▼
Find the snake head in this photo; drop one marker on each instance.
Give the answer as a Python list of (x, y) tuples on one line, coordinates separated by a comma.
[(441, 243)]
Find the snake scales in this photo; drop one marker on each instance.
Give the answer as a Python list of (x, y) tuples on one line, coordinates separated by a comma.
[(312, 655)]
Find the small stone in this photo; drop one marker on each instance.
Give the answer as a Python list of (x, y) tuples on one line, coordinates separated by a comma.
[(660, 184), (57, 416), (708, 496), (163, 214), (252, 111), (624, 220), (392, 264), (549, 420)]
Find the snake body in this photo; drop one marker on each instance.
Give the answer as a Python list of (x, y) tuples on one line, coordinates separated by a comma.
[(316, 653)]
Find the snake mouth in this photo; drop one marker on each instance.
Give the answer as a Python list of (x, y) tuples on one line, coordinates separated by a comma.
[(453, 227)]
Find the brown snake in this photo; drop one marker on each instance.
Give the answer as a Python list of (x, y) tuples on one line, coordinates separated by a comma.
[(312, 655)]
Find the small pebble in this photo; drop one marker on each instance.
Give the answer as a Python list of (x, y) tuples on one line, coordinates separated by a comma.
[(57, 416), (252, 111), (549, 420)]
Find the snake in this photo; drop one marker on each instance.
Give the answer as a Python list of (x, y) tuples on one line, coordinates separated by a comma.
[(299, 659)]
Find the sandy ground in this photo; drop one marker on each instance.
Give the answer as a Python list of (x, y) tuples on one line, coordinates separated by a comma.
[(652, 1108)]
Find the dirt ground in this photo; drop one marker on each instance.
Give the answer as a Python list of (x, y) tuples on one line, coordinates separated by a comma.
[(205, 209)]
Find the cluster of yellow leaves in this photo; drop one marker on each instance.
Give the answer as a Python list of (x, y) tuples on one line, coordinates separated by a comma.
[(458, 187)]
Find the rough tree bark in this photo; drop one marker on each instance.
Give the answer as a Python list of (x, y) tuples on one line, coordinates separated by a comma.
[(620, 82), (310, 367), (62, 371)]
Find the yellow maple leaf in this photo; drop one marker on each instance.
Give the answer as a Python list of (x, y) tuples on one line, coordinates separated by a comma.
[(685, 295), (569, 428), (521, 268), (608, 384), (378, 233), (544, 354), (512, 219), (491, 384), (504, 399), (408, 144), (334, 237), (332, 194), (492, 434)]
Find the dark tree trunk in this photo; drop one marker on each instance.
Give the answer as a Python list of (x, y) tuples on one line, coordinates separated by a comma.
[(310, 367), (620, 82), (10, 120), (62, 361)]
▲
**Problem**
Your response must contain the complete listing, copied without deviation.

**Written response**
Find the snake head in this photo; drop one marker on each instance.
Give the answer as a Python list of (x, y) tuples on one line, coordinates separated by a comma.
[(441, 243)]
Find the snake scales in this photo; drop one marker on each instance.
Give the answer as a Python list of (x, y) tuples on one line, coordinates separated by a comma.
[(312, 655)]
Find the small stone in this photo; drop one marker on each instance.
Give the answer as a Python list of (x, y) tuples on one line, coordinates separated by a comma.
[(660, 184), (57, 416), (708, 496), (163, 214), (252, 111), (624, 220), (392, 264), (549, 420)]
Find the snake body in this photo; drop one marker on each instance.
Give the answer as a Python list of (x, y) tuples on one line, coordinates separated by a comma.
[(316, 653)]
Find the snake mouth in this photo; drop one marker on each instance.
Give the answer as a Python list of (x, y) tuples on one line, coordinates separated by a comma.
[(453, 227)]
Find the brown snake in this photo; drop one marker on each instance.
Give the answer as a Python list of (x, y) tuples on one line, coordinates separated by a comma.
[(312, 655)]
Find the small pebble in this photo; drop one marker on each instance.
Give the answer as a Python list of (x, y) tuples on one line, coordinates separated by a comma.
[(57, 416), (252, 111), (549, 420)]
Find the snake in this photo; drop one marker on each instance.
Give the answer as a Python list of (x, y) tuples on one line, coordinates separated by a comma.
[(299, 659)]
Find the sandy ground in this photo; drop one marker on each instance.
Give the answer as a Python list of (x, y) tuples on one line, coordinates separated by a comma.
[(652, 1108)]
Find the dirt ground in this photo; drop one marker on each instance.
Give the answer as a Python list of (x, y) tuples on one line, coordinates separated by a comma.
[(205, 209)]
Find the cluster of yellow leaves in this photo; drop one marker on each instance.
Give the answer as a Python list of (x, y) tuples on one line, coordinates separated by a comma.
[(458, 187)]
Find the rough tree bark in this photo; drop one marker on each instance.
Give the answer as a Python list of (x, y) tuples on one line, coordinates separated by a comma.
[(620, 82), (310, 367), (62, 371)]
Find the yellow maple leaf in this photo; drop one marker on each instance.
Give the answer as a Python list of (x, y) tuples on one line, coordinates separated by a comma.
[(685, 295), (569, 428), (521, 268), (608, 384), (378, 233), (544, 354), (512, 219), (491, 384), (504, 399), (408, 144), (334, 237), (332, 194), (492, 434)]
Find the dark tree trunk in this photo; drop one marker on each instance.
Give the answer as a Python list of (x, y) tuples on one line, coordinates separated by a comma.
[(310, 367), (620, 82), (10, 120), (62, 361)]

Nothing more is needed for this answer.